__THE PROBLEM__
Scan the listing below for the string "wall" and copy each line where it turns up.

__INFORMATION SHOWN__
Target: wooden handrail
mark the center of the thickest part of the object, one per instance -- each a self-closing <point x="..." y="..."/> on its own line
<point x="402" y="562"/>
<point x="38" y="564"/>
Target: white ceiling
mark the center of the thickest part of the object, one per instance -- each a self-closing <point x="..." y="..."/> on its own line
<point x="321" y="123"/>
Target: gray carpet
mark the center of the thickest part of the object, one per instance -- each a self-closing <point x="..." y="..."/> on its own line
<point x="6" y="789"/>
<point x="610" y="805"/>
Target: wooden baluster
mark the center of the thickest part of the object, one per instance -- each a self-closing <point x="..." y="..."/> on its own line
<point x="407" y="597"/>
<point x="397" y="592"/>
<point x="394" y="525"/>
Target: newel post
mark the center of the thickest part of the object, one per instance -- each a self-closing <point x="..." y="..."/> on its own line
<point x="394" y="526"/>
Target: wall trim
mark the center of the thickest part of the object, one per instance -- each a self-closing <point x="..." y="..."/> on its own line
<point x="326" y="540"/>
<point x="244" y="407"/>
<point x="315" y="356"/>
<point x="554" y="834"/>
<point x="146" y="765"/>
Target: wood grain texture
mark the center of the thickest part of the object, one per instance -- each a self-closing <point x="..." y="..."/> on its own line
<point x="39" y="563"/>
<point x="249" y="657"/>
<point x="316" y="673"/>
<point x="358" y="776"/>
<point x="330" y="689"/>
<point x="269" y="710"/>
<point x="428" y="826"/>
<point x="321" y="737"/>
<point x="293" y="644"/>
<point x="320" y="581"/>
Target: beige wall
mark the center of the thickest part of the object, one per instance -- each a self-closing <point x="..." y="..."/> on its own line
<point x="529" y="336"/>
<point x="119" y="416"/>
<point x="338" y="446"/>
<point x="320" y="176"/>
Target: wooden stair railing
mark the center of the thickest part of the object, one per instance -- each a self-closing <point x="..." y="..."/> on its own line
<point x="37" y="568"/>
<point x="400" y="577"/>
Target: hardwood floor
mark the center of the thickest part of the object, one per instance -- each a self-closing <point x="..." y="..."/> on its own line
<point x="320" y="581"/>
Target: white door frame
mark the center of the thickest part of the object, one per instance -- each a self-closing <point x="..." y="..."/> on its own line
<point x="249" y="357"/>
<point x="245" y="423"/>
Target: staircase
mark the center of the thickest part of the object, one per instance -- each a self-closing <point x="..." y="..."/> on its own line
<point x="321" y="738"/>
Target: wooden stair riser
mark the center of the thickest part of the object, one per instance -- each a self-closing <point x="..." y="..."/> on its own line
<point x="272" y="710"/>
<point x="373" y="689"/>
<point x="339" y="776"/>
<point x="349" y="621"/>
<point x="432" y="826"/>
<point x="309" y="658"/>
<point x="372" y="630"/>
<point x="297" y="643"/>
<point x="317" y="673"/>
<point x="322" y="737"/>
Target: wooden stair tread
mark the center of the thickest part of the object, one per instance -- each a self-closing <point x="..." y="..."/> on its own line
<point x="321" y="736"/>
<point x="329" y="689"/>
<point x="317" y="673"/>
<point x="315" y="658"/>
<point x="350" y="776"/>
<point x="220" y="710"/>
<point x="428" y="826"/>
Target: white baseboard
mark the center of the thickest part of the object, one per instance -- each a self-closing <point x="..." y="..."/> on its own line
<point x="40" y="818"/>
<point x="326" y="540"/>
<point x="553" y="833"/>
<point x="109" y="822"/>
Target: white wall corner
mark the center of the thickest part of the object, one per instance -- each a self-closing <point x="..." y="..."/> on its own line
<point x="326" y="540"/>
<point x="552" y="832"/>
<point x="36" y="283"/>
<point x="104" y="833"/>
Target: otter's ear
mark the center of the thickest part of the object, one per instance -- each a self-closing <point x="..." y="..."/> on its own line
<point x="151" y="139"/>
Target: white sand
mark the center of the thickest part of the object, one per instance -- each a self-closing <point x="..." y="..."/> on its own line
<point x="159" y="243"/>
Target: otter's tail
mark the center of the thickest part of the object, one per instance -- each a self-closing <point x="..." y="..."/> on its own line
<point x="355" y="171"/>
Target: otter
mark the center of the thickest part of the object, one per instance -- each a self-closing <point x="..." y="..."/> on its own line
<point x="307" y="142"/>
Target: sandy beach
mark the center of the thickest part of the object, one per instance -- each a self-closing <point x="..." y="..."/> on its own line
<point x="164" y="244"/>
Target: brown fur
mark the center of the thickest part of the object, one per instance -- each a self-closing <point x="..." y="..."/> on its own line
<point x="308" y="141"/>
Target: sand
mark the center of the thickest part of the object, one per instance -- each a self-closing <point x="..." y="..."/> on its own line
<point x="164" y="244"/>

__WRITTEN REPLY__
Target: wall trim
Target: beige wall
Target: white wall corner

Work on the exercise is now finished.